■ Data rows:

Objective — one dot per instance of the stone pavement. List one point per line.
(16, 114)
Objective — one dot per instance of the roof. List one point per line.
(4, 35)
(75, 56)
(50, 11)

■ What you have to do:
Rewrite these items with every "Objective" swapped for "Goal", leaving everything else as it is.

■ Full answer:
Goal — one dot per instance of the stone pavement. List one point per line.
(16, 114)
Goal — one dot per instance of the roof. List one point per line.
(4, 35)
(75, 56)
(50, 11)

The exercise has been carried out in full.